Problem:
Copy out the lines of the records below word for word, starting with the line that contains "Task: Locate the cobblestone" and ending with the line that contains "[105,61,117,72]". Include both of those lines.

** Start Provided entries **

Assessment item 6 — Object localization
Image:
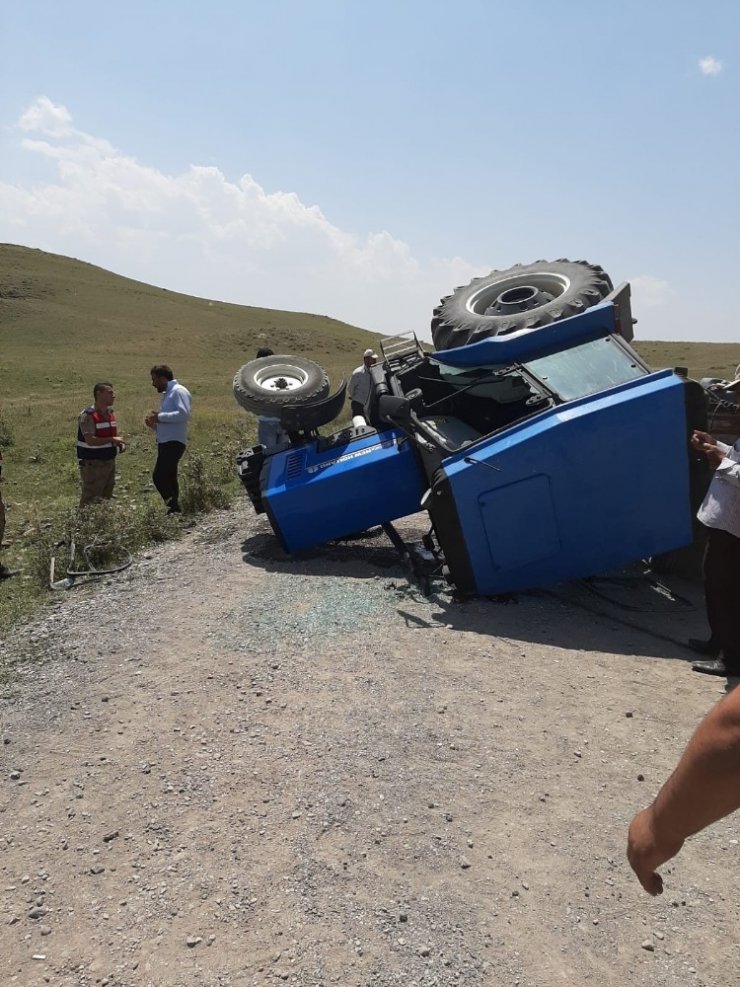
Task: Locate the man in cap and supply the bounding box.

** End Provided entries **
** Start Provided entries **

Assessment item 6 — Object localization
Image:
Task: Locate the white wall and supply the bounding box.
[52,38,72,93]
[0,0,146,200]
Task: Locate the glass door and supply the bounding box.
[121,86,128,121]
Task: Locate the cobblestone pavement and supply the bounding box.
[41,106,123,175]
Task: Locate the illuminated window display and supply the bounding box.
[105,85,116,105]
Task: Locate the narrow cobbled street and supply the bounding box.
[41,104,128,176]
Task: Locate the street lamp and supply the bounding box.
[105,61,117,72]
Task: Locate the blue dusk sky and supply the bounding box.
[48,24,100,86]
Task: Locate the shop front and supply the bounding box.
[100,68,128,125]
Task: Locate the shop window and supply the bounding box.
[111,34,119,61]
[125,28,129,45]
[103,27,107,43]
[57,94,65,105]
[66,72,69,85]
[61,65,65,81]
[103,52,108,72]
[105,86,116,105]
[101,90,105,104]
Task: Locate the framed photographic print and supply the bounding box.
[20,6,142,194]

** End Provided entries **

Task result:
Task: Locate the cobblestone pavement and supply the bounding box.
[41,106,123,175]
Task: Locate the illuminated window display and supply the bounding box.
[105,85,116,105]
Task: Locate the narrow cobbled street and supply the bounding box.
[41,104,128,176]
Task: Locate the street lamp and supply the bounding box.
[105,61,117,72]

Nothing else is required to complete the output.